# ZAPISANE DANE:
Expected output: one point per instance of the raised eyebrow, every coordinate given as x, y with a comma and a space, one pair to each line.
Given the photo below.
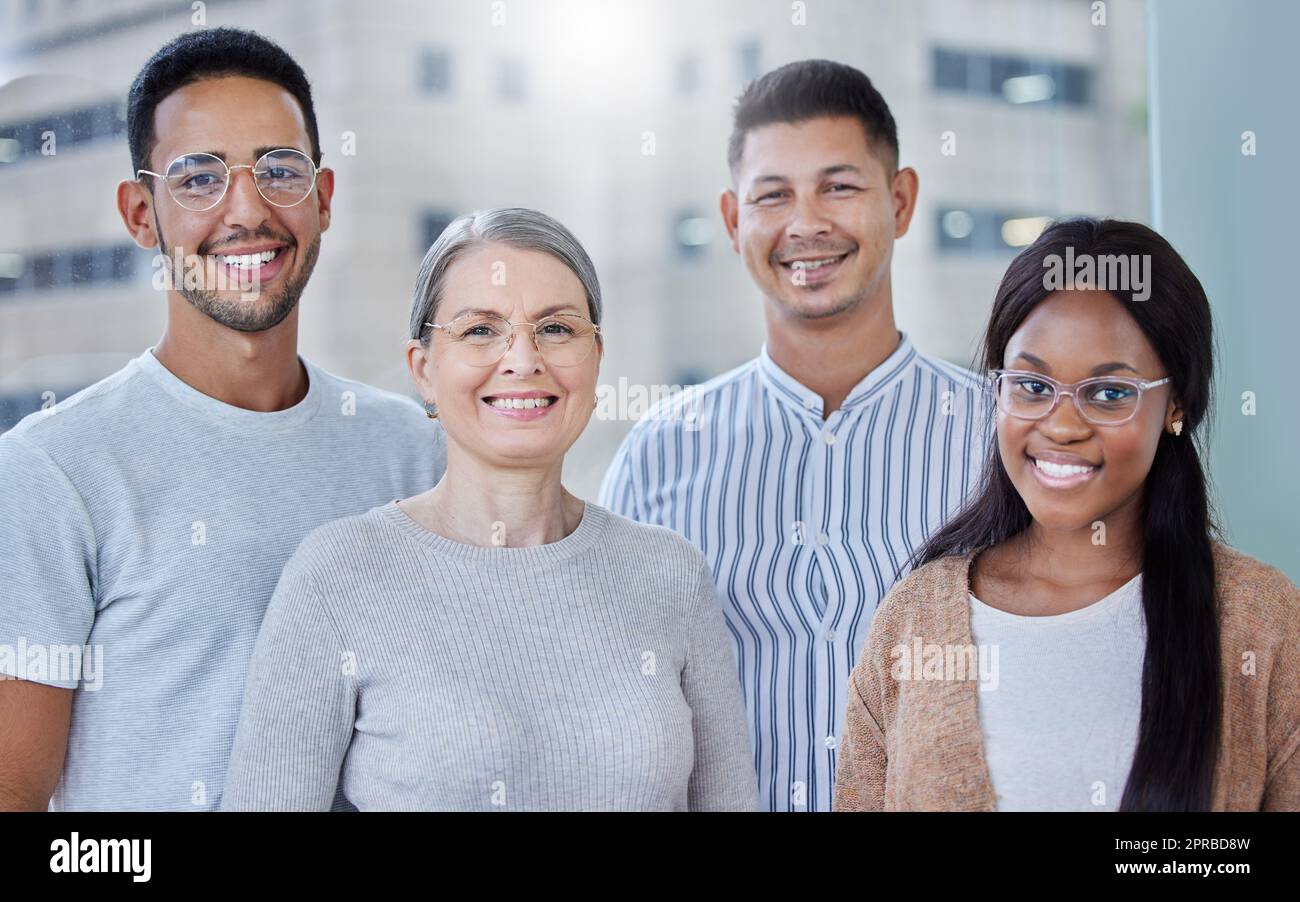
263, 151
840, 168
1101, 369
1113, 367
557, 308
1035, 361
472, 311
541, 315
==
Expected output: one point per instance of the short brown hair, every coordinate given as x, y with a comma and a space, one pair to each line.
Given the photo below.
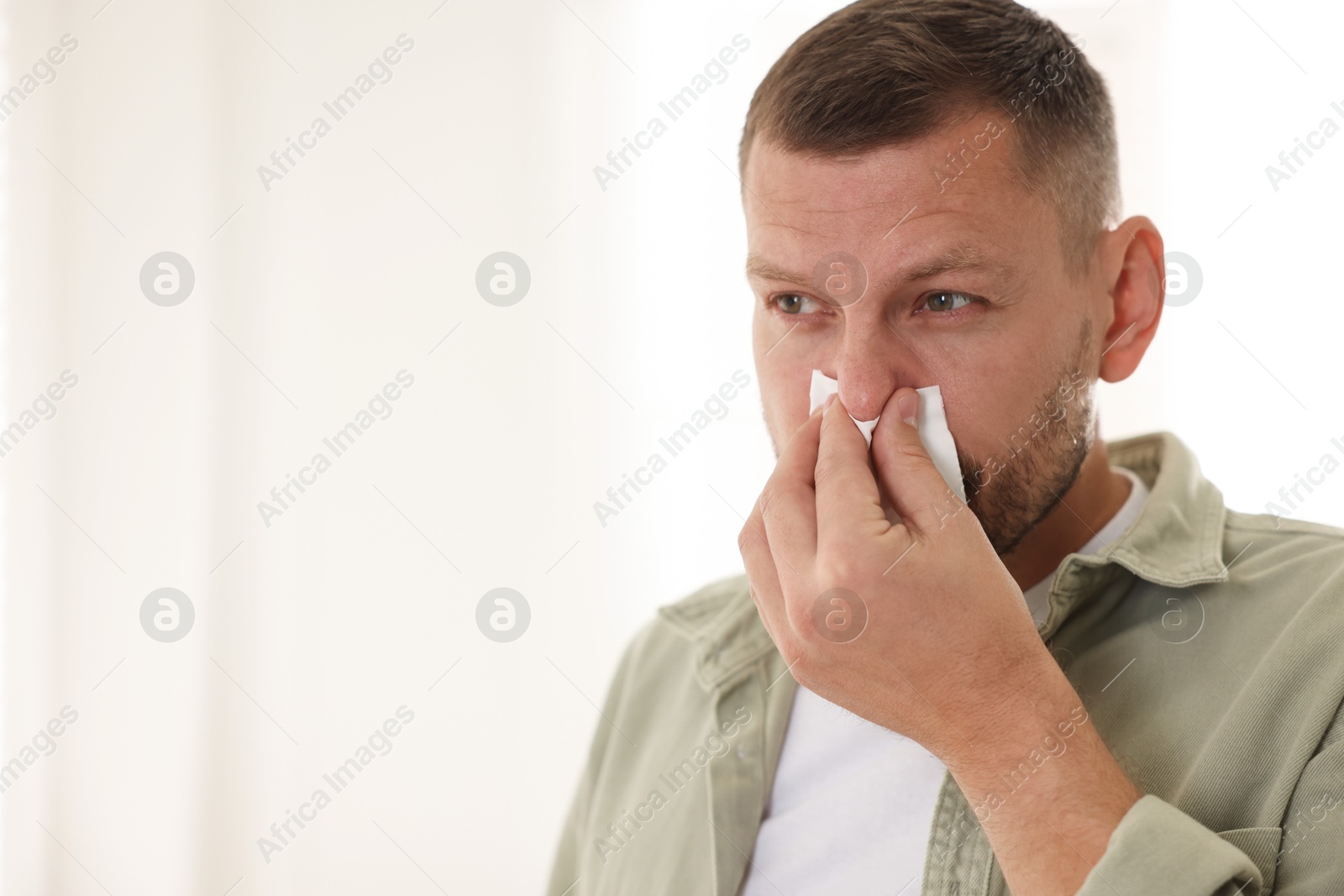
* * *
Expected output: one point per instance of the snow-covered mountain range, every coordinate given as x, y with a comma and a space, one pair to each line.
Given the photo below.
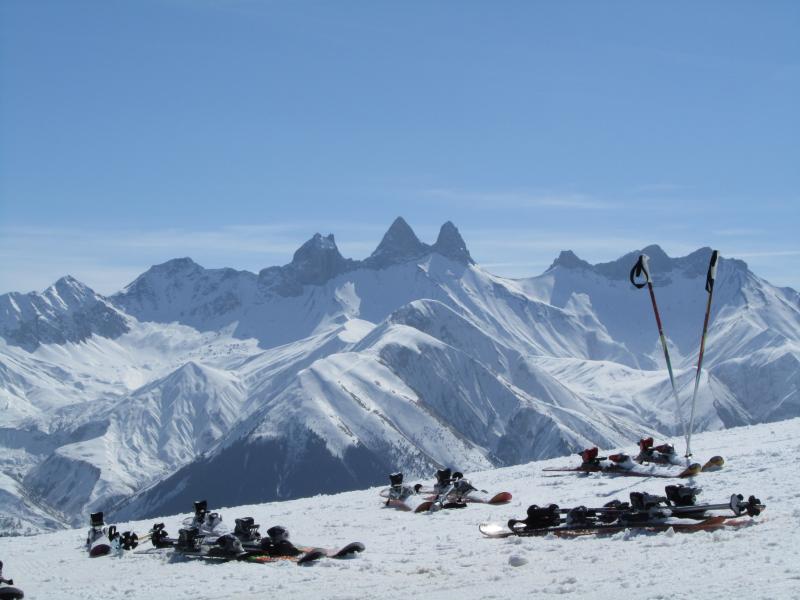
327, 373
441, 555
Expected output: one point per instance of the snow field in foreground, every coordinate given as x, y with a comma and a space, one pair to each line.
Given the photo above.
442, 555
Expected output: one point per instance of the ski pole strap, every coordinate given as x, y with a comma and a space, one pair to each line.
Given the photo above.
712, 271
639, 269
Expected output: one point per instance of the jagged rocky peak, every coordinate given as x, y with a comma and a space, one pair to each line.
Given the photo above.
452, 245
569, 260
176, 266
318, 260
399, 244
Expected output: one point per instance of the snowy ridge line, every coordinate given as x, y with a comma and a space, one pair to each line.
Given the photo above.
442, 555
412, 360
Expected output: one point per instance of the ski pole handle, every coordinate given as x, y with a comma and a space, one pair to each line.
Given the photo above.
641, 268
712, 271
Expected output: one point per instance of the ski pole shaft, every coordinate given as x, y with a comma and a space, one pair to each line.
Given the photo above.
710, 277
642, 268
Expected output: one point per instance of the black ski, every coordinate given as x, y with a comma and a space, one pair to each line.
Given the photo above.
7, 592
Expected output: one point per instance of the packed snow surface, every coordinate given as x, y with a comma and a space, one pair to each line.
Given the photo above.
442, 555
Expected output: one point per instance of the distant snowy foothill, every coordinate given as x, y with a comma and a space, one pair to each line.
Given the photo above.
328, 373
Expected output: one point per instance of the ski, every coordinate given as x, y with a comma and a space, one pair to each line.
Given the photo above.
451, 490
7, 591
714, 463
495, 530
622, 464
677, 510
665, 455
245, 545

# KRÓTKIE ZADANIE:
Policz wiersze wpisów zawierające słowo „snowy”, przy czym wielkość liter ma znaczenie. Podaj wyłącznie liczbę.

# ODPOWIEDŹ NA ZADANIE:
2